Locate every line in the data below that contains the word "transom", and copy each of those lines in full.

───

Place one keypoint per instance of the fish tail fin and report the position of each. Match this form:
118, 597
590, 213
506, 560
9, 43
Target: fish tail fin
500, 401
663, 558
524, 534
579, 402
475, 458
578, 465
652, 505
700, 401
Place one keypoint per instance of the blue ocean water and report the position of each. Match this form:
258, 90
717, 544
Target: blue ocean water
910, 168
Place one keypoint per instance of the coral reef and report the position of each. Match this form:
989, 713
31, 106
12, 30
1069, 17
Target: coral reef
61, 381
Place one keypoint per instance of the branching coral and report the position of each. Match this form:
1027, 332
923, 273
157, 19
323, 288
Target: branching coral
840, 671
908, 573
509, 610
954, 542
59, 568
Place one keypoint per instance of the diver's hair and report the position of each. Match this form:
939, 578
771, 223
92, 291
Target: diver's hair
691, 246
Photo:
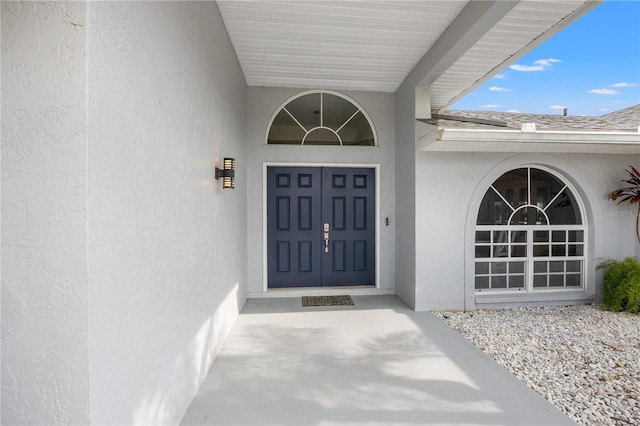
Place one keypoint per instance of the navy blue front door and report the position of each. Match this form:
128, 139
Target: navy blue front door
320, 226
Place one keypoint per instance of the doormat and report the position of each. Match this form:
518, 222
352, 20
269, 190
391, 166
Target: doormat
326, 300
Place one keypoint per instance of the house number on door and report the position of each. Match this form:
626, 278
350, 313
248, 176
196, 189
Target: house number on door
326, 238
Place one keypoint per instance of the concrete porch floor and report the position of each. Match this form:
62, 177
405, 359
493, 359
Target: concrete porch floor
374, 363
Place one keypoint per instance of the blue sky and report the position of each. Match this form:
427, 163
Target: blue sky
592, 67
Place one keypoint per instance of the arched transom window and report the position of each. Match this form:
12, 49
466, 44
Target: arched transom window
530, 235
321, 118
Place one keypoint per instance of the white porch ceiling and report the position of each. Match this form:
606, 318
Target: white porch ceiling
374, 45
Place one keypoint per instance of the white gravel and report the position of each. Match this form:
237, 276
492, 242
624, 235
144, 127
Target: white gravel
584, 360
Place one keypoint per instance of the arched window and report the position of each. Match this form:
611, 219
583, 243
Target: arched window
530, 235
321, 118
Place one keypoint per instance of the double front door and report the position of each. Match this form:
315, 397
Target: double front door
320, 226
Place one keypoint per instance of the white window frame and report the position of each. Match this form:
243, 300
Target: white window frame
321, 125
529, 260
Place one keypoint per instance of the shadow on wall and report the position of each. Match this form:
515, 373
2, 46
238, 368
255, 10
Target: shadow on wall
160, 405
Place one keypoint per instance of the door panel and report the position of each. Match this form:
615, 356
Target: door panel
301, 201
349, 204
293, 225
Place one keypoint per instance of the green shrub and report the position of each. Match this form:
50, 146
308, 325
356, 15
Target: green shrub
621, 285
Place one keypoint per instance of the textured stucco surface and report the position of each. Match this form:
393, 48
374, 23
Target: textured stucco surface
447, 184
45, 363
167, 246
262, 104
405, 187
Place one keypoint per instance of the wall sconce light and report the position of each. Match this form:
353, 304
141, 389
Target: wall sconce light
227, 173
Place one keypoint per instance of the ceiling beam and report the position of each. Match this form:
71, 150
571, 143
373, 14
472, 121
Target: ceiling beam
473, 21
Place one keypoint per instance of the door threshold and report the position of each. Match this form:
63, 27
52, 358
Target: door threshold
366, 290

───

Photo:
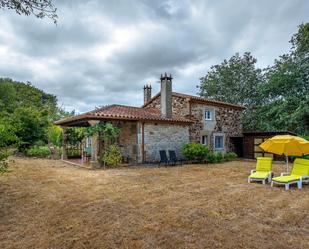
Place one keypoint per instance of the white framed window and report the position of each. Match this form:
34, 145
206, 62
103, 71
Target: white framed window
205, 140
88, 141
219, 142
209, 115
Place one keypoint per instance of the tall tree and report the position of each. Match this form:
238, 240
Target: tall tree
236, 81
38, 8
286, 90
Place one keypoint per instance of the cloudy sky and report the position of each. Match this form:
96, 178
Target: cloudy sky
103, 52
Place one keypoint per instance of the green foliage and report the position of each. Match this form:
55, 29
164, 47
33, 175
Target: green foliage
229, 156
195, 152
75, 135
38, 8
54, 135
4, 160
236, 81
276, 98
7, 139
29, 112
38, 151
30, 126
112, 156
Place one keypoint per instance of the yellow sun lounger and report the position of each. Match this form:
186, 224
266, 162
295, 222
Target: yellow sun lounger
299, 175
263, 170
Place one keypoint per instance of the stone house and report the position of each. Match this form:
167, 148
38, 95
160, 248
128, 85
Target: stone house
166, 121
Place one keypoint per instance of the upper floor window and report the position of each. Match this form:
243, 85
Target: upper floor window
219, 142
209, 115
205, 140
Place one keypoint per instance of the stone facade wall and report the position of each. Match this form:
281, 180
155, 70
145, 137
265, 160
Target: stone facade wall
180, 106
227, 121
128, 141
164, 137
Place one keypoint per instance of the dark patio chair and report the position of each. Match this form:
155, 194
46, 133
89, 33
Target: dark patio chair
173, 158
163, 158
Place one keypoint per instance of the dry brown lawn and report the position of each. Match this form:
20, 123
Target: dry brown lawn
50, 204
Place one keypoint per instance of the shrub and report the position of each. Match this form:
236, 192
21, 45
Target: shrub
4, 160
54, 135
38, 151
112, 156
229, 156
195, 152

───

● **Finished answer**:
Place one keypoint per instance of the arched transom window and report the position of each. Match this form:
Target: arched transom window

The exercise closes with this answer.